EXTRACT TO READ ::
* * *

Winds of 25 to 35 mph were forecast for Tuesday with gusts of 40 to 45 mph, National Weather Service Meteorologist Joe Sirard said. Those wind speeds are likely to drop to 25 to 30 mph Tuesday night into Wednesday with gusts to 40 mph.
The NWS extended its red flag warning through 5 p.m. Wednesday for the Woolsey Fire area in Los Angeles and Ventura counties — except Malibu, where the warning is set to expire at 5 p.m Tuesday. High temperatures of 70s to low 80s are predicted through Wednesday with lows near freezing “in wind-sheltered areas,” Sirard said.
Osby noted that winds are expected to subside slightly Tuesday, with the wind then expected to shift to an on-shore flow on Thursday and Friday, potentially pushing the flames backward. He also said rain is possible in the area next week, “which will be helpful for our firefighters … but that could potentially raise some concerns for mud flows.”
In the city of Los Angeles, Red Flag parking restrictions ordered by the Los Angeles Fire Department were in effect in so-called Very High Fire Hazard Severity Zones, barring automobile parking on narrow, hilly streets. Motorists should look for “No Parking” signs. For a map of those zones, go to www.lafd.org./news/woolsey-fire.

* * *

THE TASK ::
Copy out the part of the Woolsey Fire report that opens with the words containing "Osby noted that" and closes with "go to www.lafd.org./news/woolsey-fire.", swapping "Motorists" for "Drivers". The records after this point are separate material, unrelated to the Woolsey Fire report.

DATA LISTING ::

* * *

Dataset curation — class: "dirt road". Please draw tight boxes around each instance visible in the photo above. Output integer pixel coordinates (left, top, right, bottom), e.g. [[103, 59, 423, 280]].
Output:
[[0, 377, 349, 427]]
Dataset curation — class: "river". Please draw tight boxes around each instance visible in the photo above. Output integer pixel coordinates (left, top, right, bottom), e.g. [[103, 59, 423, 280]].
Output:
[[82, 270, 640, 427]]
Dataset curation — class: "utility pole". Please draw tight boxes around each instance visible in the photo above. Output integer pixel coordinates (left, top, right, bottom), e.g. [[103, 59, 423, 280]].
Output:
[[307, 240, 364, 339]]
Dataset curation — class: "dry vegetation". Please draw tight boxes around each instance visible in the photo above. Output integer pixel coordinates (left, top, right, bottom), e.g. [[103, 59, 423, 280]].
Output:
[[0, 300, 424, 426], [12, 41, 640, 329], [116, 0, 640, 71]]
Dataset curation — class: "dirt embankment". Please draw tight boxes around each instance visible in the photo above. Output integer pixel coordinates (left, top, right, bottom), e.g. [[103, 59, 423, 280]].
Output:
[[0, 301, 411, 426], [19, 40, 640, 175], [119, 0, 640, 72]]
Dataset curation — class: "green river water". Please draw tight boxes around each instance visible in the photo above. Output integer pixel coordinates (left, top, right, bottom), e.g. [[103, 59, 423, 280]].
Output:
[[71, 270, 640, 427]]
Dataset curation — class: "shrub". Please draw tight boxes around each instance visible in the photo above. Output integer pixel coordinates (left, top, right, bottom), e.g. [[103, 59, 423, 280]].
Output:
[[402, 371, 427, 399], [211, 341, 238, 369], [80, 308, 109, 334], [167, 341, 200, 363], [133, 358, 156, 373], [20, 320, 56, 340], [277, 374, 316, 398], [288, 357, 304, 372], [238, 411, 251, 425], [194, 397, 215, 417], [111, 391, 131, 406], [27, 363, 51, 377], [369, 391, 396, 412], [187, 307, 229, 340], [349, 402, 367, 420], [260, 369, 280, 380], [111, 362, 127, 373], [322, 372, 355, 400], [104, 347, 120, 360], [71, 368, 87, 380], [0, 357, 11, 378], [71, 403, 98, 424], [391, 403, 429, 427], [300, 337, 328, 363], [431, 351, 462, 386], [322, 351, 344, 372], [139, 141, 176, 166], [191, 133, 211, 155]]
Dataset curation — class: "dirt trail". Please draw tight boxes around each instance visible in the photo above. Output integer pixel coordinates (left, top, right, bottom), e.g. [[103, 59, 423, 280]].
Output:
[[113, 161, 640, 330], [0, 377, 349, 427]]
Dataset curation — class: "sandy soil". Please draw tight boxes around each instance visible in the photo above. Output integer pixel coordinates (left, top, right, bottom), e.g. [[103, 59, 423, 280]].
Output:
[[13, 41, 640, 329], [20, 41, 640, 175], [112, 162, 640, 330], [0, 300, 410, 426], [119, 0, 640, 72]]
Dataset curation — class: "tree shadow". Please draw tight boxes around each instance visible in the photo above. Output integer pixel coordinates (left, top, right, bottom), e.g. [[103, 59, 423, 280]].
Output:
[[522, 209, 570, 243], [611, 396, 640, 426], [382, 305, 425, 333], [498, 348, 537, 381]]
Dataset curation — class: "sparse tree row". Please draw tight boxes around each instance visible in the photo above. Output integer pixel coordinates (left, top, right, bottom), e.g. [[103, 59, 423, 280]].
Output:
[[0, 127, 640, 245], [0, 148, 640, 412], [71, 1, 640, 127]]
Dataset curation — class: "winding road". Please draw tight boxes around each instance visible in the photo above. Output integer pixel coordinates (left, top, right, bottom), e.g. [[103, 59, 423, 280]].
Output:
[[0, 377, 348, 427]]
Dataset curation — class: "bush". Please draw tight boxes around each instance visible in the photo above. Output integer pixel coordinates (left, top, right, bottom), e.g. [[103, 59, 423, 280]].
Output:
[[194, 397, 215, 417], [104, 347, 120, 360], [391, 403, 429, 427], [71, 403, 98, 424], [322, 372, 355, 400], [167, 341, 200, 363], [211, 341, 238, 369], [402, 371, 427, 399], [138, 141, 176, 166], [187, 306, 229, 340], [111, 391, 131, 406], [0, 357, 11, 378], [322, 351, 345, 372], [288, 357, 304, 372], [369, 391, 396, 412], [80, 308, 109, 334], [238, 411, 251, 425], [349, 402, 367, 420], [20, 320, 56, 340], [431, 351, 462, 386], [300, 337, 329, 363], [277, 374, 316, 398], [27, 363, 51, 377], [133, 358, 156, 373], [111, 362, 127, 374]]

* * *

REPLY ::
Osby noted that winds are expected to subside slightly Tuesday, with the wind then expected to shift to an on-shore flow on Thursday and Friday, potentially pushing the flames backward. He also said rain is possible in the area next week, “which will be helpful for our firefighters … but that could potentially raise some concerns for mud flows.”
In the city of Los Angeles, Red Flag parking restrictions ordered by the Los Angeles Fire Department were in effect in so-called Very High Fire Hazard Severity Zones, barring automobile parking on narrow, hilly streets. Drivers should look for “No Parking” signs. For a map of those zones, go to www.lafd.org./news/woolsey-fire.